SEGMENTO DI TESTO:

● ● ● ● ●

Enrico Letta propone una “nuova” patrimoniale, una specie di dote da 10 mila euro per i 18enni, da pagare aumentando le tasse ai ricchi
Il segretario del Pd Enrico Letta entra con decisione nel dibattito politico proponendo una patrimoniale, ma “rivisitata”: un lascito di 10 mila euro per tutti i 18enni da finanziare tassando i patrimoni più alti. In Italia infatti circa l’1% della popolazione detiene patrimoni che vanno da un minimo di un milione di euro ad un massimo di cinque milioni di euro. La proposta di Letta consiste nell’aumentare la tassazione di un 1% sui redditi più alti e trasferire il denaro raccolto nelle tasche dei giovani. “Se non ci sarà accordo dentro la coalizione di Maggioranza lo porteremo in campagna elettorale –dice il segretario – e quando avremo vinto le elezioni sarà uno dei temi principali: i giovani sono discriminati, scappano, ma un paese che non ha giovani non ha futuro” e pronte arrivano le risposte del presidente Draghi e del centro destra che non vedono nella proposta un mezzo utile in questo momento di crisi “In generale non mi sembra il momento di prendere soldi dai cittadini, ma di darli” ha sentenziato il Premier Mario Draghi, e la destra lo segue sottolineando la necessità di diminuire le tasse piuttosto che alzarle, rispolverando uno slogan che in vista della campagna elettorale fa sempre comodo.

● ● ● ● ●

DATI ESTRATTI:
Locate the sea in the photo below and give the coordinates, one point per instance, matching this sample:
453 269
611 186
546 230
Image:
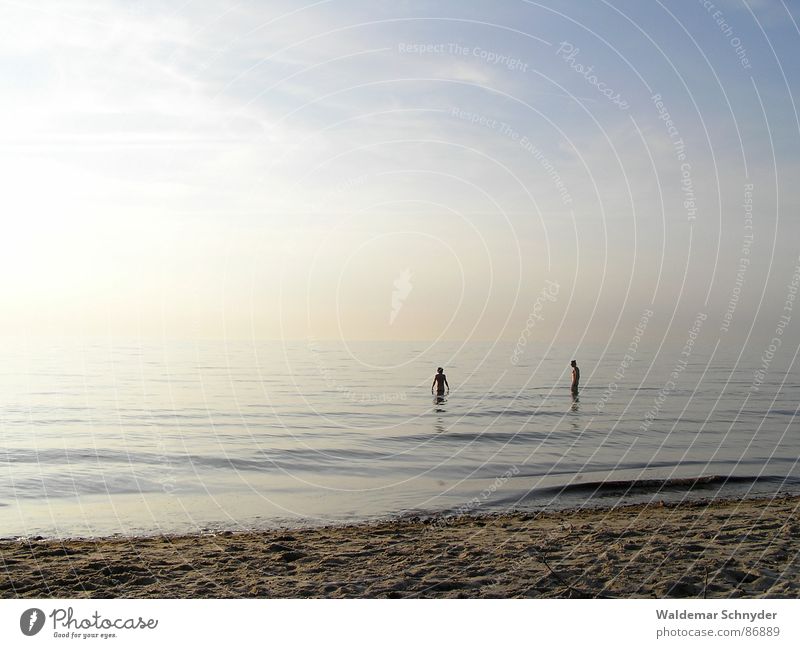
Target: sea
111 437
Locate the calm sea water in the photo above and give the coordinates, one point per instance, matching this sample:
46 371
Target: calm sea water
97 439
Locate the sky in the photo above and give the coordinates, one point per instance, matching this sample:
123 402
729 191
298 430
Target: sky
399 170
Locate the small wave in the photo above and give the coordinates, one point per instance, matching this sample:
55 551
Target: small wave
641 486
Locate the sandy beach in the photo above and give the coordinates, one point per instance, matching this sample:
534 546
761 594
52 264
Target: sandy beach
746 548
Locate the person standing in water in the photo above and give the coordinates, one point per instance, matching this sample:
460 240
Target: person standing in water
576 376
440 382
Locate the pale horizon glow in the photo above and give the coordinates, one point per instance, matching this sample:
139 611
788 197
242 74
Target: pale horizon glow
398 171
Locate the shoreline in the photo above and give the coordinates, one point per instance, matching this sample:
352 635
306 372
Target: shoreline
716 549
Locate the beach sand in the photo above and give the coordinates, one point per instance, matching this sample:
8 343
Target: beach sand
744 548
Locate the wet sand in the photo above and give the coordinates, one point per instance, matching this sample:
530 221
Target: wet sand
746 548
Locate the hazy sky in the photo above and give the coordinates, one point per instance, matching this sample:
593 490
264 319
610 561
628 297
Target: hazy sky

● ● ● ● ●

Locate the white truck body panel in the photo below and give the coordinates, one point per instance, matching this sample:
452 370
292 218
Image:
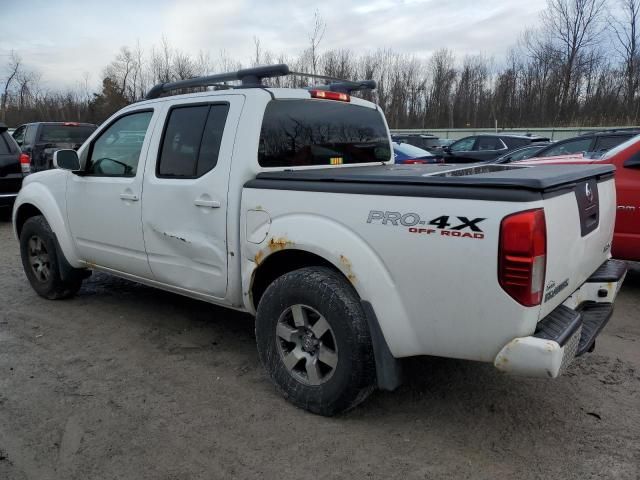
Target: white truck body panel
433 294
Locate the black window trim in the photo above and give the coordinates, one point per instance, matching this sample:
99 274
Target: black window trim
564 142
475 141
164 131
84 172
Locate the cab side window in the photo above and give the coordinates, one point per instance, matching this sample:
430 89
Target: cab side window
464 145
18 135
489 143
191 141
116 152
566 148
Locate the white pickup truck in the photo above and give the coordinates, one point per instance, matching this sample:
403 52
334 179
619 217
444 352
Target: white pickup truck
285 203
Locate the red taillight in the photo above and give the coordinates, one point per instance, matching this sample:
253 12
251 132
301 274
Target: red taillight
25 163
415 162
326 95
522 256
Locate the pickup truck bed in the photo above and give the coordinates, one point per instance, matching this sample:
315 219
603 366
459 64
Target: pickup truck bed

● ● ● ● ●

CONSEGNA:
Elenca tutti gli importi espressi in euro che compaiono nel testo sulla proposta di Letta, senza ripetere quelli uguali. Per svolgere la consegna si usa soltanto il testo, non i dati.

SOLUZIONE:
- 10 mila euro
- un milione di euro
- cinque milioni di euro